[Text passage]
BEGIN

One-day library and weaving pop-up.
DLH’s “Hello World” moment, built on a day in 2015 on top of a somehow well-known utility block in the Helsinki neighborhood of Eira. Together with Rosa Tolnov Clausen.
2015
The first version of Helsinki Design Library.
I founded Design Library Hermanni in 2014 as an independent public source for books on design, architecture, art and related studies to support the conceptual discourse in Helsinki’s practicing design community. HDL collects monographs, catalogues raisonnés, interview editions and other formats that give in-depth views of particular artistic practices, conceptual motifs and historical moments. Additional publications cover technical culture and relevant socio-cultural and philosophical questions.
Since 2017, Design Library Hermanni has slowly transformed into Helsinki Design Library.
2014 — 2017
In 2013 I was invited to curate the graduation show for Kolding School of Design, one of the two national design academies of Denmark. For the humane and almost motherly character of the school and the fact that I dislike events of this type that serve the institution more than its students, I decided to align the project with the individual graduates and their outlooks at this moment of setting out into their careers.
In an initial workshop, I asked how they each wished their practices to develop once outside the frame of the school. From this, there emerged a number of different “wills” or “temperaments” that I felt characterized the designers more accurately than any piece of their production.

END

[Dataset section]
BEGIN

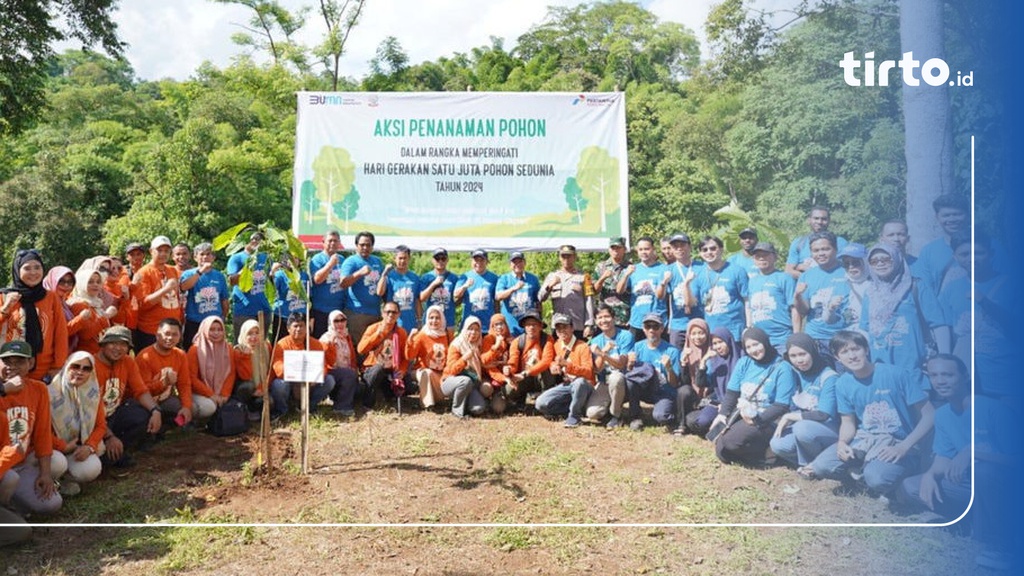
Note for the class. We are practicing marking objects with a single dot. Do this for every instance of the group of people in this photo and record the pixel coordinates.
(845, 361)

END

[Instructions for the task] In the design library text, rewrite the part that opens with the words containing "One-day library and" and closes with "Rosa Tolnov Clausen.", replacing "utility block" with "office building".

[Answer to the exercise]
One-day library and weaving pop-up.
DLH’s “Hello World” moment, built on a day in 2015 on top of a somehow well-known office building in the Helsinki neighborhood of Eira. Together with Rosa Tolnov Clausen.